In the epic primary battle between Barack Obama and Hillary Clinton, I chose Obama.
It is true that I found Clinton's stump style very annoying, that Obama was honey to her vinegar, that she never seemed able to disagree without being disagreeable. Still, it wasn't that that put me off, nor was it Clinton's gender, nor her political posse's ability to rationalize using the lowest of means (the 3 a.m. phone call ad, anyone?) to achieve what they viewed as righteous ends.
No, what kept me from embracing Clinton was strictly her approach to policy. I view Hillary as a somewhat smarter version of her husband: a corporate politician with a populist touch. Her policy positions—on the Iraq War, on NAFTA, on health care and the environment—were often Republican in substance, Democrat in style only.
Clinton's position on health care, ostensibly intended to steer toward universal health coverage but without dealing with the for-profit, publicly-traded heath insurance giants that continue to post huge profits by driving up prices and reducing coverage, exemplifies a chronic weakness in her and her party's stated resolve to put the interests of people ahead of the interests of business. Specifically, Clinton's plan, which closely resembles the Massachusetts health care reform law enacted with the bipartisan support of Beacon Hill Democrats and then-Gov. Mitt Romney, a Republican, has as its centerpiece an individual mandate—a requirement that everyone obtain health insurance. While Clinton's plan, like Massachusetts' reform law, offers a publicly subsidized program to those who qualify based on economic need, her plan would force anyone who didn't qualify for the subsidized plan to buy private insurance.
While the individual mandate in Massachusetts has been fairly unpopular, the insurance industry clearly loves it. Two major trade lobbies, America's Health Insurance Plans and the Blue Cross-Blue Shield Association, recently offered to end their practice of excluding people from coverage based on their health or age in exchange for a federal law that forces uninsured Americans to buy private insurance. Meanwhile, Sen. Ted Kennedy is reportedly considering including an individual mandate in whatever measure emerges from his Health, Education, Labor and Pensions Committee.

*Data shown*
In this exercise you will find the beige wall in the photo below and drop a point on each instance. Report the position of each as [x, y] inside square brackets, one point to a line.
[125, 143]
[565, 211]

*Problems to solve*
1/ Using the Clinton health care piece, say whether each statement is accurate, and quote the words that decide it: (a) The writer backed Clinton over Obama in the primary. (b) Clinton's plan closely resembles the Massachusetts health care reform law. (c) The individual mandate in Massachusetts has been very popular.
2/ According to the Clinton health care piece, which two trade lobbies offered to stop excluding people from coverage based on health or age?
3/ Continue the Clinton health care piece from its final sentence.
None of the data is needed here.

*Answers given*
1/
(a) No: "In the epic primary battle between Barack Obama and Hillary Clinton, I chose Obama."
(b) Yes: "Clinton's plan, which closely resembles the Massachusetts health care reform law"
(c) No: "While the individual mandate in Massachusetts has been fairly unpopular"

2/ America's Health Insurance Plans and the Blue Cross-Blue Shield Association.

3/
The individual mandate is a bailout for an industry that should never have been allowed to exist in its current form. Politicians who claim that the imposition of an individual mandate is a necessary step on the road to universal coverage apparently can't envision a health care system from which private insurance companies don't profit.
Insurance, at its root, is a fairly simple concept. If your house burns, or if you have a heart attack or get cancer, the associated costs will likely bury you. But if you and 100 friends get together and form a mutual insurance company, it's very unlikely that all of your houses will burn, or that all of you will have heart attacks or get cancer. So, by pooling your resources—each paying a small fraction of what you stand to lose if you're the one who has a fire or gets sick—you can spread the risk. Some years, the collective losses may be bad enough to force everyone to pay a little more; some years, if the losses are low, everyone gets a refund.
When we allowed mutual insurance groups to become publicly traded corporations, the objectives of insurance companies changed from managing risks faced by a collection of individuals to managing risks and creating profits for corporations. Today's health care system is costly in large part because we allow the insurance industry to participate and profit.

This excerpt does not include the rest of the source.